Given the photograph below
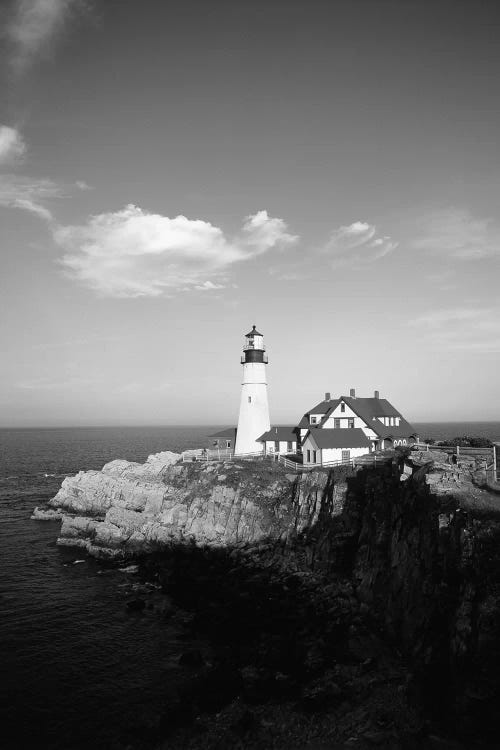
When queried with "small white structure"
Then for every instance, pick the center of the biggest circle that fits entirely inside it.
(281, 440)
(253, 419)
(326, 446)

# # #

Copy the data above verbatim, leaving out the picture.

Given the photograph below
When queried with "small white structure"
Then for every instance, pick the center of the biggest circle that fits entirely inside it.
(281, 440)
(253, 419)
(326, 446)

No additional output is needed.